Top of Data section

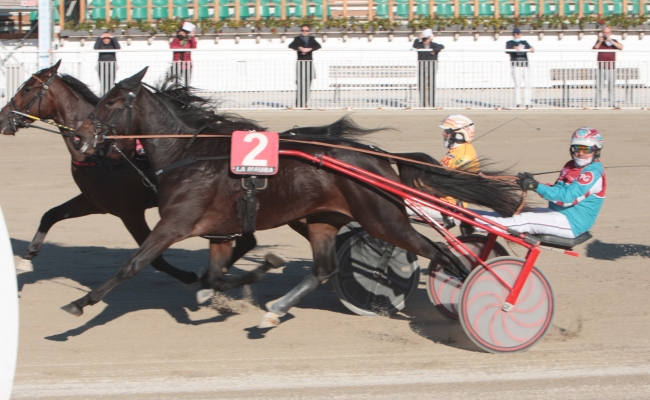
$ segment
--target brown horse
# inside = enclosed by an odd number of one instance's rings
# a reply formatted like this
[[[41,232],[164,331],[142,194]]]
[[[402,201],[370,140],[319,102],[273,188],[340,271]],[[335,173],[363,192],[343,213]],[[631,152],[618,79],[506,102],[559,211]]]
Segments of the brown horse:
[[[19,111],[42,119],[51,119],[58,124],[68,127],[78,127],[90,114],[99,98],[88,87],[69,75],[57,73],[60,61],[50,68],[43,69],[30,77],[9,103],[0,110],[0,133],[14,135],[25,125],[23,117],[12,113]],[[165,102],[192,103],[198,98],[188,95],[182,88],[160,90],[157,95]],[[183,96],[184,95],[184,96]],[[181,99],[183,101],[181,101]],[[199,102],[200,103],[200,102]],[[198,116],[195,124],[212,122],[216,116]],[[228,115],[231,119],[237,116]],[[219,116],[223,118],[223,116]],[[261,129],[251,125],[249,129]],[[31,260],[36,257],[45,240],[47,232],[54,224],[64,219],[78,218],[92,214],[111,214],[120,218],[129,233],[141,245],[151,231],[147,225],[144,212],[157,205],[157,194],[151,187],[143,184],[142,178],[124,157],[135,164],[140,171],[150,169],[149,162],[135,156],[135,141],[121,140],[119,148],[124,156],[104,146],[101,155],[88,157],[73,148],[68,131],[61,129],[63,142],[72,158],[72,177],[81,190],[81,194],[67,202],[48,210],[41,218],[36,235],[27,247],[18,268],[24,271],[32,270]],[[232,265],[246,252],[255,247],[255,237],[243,235],[237,238],[234,251],[229,241],[210,240],[211,257],[226,257],[227,265]],[[270,259],[278,266],[278,259]],[[167,263],[163,257],[154,259],[151,263],[159,271],[168,273],[184,283],[198,280],[193,272],[177,269]],[[267,267],[270,265],[265,264]]]
[[[93,114],[76,130],[75,146],[85,148],[87,154],[94,154],[92,144],[97,143],[102,134],[109,132],[144,135],[197,133],[177,113],[166,108],[160,99],[148,90],[143,90],[141,80],[145,73],[146,69],[123,80],[100,100]],[[241,129],[239,124],[224,121],[203,133],[229,135],[238,129]],[[399,181],[399,176],[387,159],[354,151],[355,147],[368,149],[368,146],[363,146],[354,139],[354,130],[341,132],[325,127],[321,131],[321,135],[297,133],[286,136],[305,141],[344,144],[352,149],[286,142],[281,143],[281,149],[326,154]],[[345,133],[353,137],[345,138]],[[73,315],[81,315],[85,306],[101,301],[115,286],[135,276],[173,243],[192,236],[232,235],[243,230],[244,192],[240,188],[240,178],[229,173],[226,159],[230,153],[229,137],[201,139],[189,151],[186,150],[186,141],[183,139],[144,139],[143,145],[155,170],[178,162],[183,157],[221,159],[187,164],[159,177],[160,222],[140,249],[113,277],[63,307]],[[408,163],[401,168],[407,168],[407,165]],[[512,214],[519,206],[518,191],[512,185],[448,170],[414,169],[417,171],[412,171],[412,176],[422,179],[430,187],[444,187],[443,193],[446,195],[488,206],[505,214]],[[460,261],[443,243],[432,242],[411,226],[405,207],[399,199],[375,187],[291,157],[281,159],[279,171],[269,178],[268,186],[258,194],[257,229],[272,229],[305,219],[314,265],[312,273],[297,287],[267,305],[269,313],[260,324],[262,327],[277,325],[279,317],[289,308],[336,273],[336,235],[344,224],[352,220],[356,220],[370,235],[380,240],[440,262],[451,271],[462,271]],[[215,290],[231,287],[224,277],[221,265],[211,266],[205,283]]]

Bottom of Data section

With the pictures omitted, set down each line exactly, starting at the first line of the records above and ending with the line that contains "[[[41,232],[164,331],[142,194]]]".

$ segment
--target brown horse
# inside = enclosed by an odd number of one instance's rings
# a reply formatted like this
[[[41,232],[164,331],[142,194]]]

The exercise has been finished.